- What is needed: How many lines in the items below contain the string "truck" with its case matched? Reply with the number alone.

(Point annotation dataset records)
* START *

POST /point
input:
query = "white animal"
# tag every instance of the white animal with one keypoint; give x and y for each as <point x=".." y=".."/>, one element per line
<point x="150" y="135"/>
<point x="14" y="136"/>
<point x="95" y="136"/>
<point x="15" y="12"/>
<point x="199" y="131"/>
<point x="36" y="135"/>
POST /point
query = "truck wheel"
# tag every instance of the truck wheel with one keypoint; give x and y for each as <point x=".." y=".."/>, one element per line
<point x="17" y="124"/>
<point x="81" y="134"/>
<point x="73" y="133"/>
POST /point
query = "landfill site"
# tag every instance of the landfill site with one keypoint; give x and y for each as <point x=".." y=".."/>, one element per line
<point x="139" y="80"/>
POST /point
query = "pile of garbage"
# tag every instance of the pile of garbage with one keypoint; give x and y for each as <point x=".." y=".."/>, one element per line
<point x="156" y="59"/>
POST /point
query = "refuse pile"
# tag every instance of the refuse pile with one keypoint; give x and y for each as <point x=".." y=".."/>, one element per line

* END *

- Task output: 2